+++ INPUT DATA
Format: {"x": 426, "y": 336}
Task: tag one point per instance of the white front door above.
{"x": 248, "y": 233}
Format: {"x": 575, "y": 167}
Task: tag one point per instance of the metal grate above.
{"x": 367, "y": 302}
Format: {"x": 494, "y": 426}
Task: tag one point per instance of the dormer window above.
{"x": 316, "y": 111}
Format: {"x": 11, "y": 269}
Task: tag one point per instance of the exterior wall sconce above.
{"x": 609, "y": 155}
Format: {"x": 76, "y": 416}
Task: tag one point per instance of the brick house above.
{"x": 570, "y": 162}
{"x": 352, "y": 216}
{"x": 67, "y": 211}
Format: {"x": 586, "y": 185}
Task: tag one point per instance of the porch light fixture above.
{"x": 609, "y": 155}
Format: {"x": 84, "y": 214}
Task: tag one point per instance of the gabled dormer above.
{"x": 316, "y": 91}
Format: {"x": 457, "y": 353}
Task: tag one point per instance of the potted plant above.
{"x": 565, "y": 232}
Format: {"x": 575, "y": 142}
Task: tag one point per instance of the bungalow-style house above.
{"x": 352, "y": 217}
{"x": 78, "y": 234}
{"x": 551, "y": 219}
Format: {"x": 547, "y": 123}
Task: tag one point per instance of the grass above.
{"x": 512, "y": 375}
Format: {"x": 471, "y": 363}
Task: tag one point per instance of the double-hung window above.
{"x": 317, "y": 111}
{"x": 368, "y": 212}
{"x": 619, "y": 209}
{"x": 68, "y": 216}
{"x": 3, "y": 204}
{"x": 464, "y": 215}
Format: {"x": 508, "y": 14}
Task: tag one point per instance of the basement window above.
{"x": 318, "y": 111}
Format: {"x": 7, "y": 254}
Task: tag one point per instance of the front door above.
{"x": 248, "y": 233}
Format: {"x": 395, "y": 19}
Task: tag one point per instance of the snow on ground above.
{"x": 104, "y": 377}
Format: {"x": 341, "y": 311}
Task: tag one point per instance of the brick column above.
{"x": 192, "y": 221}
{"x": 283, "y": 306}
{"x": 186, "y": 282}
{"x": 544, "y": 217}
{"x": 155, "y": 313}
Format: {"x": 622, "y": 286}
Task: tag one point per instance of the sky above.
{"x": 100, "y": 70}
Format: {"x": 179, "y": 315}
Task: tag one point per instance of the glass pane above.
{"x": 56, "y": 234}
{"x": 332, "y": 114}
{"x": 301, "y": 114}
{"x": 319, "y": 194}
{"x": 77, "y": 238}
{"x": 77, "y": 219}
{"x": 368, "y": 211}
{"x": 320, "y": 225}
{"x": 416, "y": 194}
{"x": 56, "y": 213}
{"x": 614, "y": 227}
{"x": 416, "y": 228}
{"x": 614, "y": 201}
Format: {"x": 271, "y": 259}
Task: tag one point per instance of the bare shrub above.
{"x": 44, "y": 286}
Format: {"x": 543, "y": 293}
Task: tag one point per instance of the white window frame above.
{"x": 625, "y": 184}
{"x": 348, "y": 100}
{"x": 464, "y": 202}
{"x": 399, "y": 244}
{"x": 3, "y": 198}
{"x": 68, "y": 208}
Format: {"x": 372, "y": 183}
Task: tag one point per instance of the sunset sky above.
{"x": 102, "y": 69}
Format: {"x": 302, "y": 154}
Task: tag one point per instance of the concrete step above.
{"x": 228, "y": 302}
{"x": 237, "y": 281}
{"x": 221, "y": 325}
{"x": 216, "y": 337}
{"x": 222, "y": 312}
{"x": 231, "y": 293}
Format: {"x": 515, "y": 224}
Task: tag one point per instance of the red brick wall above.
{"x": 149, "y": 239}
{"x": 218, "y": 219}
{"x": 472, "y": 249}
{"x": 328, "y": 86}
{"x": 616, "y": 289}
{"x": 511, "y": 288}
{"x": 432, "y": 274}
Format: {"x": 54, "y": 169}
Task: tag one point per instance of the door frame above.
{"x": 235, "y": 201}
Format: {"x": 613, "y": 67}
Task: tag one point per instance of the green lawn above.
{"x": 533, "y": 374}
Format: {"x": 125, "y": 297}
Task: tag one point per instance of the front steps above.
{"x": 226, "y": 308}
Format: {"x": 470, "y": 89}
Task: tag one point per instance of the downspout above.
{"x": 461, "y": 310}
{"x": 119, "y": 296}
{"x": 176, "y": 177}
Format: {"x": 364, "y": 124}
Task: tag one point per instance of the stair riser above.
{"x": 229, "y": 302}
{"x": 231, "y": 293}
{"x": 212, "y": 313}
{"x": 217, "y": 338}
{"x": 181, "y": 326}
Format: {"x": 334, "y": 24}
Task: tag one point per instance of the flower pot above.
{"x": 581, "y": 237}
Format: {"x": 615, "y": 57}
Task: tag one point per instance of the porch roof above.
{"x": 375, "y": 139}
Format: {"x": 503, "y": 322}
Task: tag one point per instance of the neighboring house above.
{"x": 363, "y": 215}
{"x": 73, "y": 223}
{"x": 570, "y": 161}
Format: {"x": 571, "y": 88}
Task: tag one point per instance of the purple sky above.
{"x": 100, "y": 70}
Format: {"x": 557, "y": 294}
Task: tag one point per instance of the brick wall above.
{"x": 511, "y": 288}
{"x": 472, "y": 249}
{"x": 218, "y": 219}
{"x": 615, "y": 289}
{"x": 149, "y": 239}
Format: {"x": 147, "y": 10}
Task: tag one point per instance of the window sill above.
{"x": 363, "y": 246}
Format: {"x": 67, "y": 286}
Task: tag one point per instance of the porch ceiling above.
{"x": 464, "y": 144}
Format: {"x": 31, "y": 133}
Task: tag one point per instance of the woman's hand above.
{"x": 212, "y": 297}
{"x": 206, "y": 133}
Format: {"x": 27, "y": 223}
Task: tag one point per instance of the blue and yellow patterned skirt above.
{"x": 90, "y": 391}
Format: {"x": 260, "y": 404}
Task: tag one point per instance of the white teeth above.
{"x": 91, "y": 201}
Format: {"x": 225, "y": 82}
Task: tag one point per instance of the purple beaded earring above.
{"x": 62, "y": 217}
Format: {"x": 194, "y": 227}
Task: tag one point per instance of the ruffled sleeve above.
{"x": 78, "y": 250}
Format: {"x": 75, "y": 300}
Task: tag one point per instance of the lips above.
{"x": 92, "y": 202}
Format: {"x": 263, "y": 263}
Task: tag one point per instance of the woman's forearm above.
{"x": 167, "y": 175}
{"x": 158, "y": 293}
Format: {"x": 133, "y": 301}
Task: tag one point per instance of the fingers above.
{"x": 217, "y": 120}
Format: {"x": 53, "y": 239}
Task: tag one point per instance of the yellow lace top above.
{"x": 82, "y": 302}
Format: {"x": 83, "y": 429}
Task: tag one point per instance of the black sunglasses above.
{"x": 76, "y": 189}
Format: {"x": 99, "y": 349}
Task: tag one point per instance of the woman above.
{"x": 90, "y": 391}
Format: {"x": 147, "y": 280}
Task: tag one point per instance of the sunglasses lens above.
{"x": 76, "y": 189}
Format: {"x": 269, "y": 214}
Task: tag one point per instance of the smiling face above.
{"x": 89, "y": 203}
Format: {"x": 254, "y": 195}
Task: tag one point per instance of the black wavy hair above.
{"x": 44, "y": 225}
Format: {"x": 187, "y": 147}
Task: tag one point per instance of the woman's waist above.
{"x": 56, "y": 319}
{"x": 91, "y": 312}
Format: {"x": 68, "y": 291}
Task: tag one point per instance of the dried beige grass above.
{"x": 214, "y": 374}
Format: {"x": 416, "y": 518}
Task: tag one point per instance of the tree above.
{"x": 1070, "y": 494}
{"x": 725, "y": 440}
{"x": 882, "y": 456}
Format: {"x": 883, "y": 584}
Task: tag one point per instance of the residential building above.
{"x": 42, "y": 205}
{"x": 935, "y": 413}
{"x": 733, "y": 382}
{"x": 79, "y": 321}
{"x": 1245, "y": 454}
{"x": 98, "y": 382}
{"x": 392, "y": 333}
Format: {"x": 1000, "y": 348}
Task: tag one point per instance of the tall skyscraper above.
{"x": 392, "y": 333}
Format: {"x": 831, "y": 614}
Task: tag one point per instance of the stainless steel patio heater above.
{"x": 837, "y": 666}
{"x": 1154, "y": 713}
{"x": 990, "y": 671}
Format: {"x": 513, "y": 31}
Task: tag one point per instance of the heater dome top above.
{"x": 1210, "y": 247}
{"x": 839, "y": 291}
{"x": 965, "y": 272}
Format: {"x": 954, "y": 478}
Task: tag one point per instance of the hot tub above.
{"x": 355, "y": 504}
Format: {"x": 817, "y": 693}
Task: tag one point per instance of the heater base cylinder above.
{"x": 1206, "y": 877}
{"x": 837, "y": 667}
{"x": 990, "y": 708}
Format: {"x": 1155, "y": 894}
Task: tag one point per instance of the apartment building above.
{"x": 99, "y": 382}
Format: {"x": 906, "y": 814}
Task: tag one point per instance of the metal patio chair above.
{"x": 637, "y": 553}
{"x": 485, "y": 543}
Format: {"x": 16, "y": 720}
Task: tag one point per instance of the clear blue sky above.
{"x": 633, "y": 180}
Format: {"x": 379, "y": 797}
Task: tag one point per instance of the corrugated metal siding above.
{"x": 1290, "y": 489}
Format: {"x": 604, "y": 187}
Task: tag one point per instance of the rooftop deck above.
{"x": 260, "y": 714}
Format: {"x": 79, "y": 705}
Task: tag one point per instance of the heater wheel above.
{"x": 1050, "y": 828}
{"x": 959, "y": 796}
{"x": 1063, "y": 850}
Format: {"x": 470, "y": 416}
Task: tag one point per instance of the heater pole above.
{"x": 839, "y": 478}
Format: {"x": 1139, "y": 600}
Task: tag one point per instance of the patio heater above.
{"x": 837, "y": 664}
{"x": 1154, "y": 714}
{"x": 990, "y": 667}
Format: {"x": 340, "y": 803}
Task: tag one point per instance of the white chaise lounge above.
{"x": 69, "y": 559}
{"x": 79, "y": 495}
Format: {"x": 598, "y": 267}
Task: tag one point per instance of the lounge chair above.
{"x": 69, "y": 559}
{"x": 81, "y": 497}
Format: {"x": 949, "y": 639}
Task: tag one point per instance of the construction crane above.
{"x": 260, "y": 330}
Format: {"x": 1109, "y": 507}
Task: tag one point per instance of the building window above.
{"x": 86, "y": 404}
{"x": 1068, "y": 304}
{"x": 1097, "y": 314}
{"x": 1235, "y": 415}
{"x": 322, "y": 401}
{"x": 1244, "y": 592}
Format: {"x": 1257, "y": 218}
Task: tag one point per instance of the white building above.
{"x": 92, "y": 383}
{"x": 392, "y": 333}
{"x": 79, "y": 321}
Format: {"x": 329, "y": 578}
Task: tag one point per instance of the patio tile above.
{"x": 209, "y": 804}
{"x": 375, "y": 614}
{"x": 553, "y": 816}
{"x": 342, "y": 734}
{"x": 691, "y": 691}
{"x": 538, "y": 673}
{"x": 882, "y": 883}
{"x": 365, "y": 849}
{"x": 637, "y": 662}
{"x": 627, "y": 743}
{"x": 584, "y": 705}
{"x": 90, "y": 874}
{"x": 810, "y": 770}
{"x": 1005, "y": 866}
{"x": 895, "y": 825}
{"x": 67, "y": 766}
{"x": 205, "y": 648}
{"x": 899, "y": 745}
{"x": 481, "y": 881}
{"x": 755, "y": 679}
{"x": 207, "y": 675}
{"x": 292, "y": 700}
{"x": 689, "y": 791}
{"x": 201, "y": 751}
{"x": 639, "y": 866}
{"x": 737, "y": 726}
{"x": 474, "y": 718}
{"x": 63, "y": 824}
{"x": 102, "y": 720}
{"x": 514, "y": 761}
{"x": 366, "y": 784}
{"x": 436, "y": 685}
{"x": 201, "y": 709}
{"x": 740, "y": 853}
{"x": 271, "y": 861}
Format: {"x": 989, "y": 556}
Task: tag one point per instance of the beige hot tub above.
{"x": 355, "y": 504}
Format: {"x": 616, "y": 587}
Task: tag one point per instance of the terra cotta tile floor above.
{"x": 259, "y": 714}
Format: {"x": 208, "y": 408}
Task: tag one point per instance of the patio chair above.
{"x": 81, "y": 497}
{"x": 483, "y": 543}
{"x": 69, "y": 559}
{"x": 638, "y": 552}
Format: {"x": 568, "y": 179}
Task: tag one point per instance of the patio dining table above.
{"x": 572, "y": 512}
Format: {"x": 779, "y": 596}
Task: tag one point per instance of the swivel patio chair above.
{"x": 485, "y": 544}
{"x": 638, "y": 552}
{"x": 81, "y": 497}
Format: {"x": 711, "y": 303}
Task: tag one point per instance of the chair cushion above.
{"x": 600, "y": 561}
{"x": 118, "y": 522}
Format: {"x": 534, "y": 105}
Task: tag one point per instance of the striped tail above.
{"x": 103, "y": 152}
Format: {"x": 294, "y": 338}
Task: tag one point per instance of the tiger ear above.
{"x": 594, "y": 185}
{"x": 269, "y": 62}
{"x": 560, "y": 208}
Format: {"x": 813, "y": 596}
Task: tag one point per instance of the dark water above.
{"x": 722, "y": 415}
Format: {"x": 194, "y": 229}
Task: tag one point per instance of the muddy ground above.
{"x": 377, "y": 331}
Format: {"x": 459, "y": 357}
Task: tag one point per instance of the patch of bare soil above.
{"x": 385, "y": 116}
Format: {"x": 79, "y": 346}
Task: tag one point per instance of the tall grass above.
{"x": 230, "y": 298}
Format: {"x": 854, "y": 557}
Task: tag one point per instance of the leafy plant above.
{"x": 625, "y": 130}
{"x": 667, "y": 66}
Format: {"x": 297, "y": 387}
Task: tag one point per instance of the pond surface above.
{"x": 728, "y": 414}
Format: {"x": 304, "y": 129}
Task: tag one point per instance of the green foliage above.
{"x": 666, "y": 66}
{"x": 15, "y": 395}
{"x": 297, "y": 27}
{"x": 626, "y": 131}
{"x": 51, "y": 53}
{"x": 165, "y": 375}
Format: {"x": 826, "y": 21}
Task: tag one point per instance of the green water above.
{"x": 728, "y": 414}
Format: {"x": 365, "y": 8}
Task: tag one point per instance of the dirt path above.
++++++
* [TASK DESCRIPTION] Find every line above that contains the word "building" and copy each one in full. Match case exactly.

* [OUTPUT BELOW]
Task: tag one point per instance of the residential building above.
Task: tag one point per instance of the apartment building above.
Task: tag one point per instance of the building window above.
Task: tag one point per instance of the white building above.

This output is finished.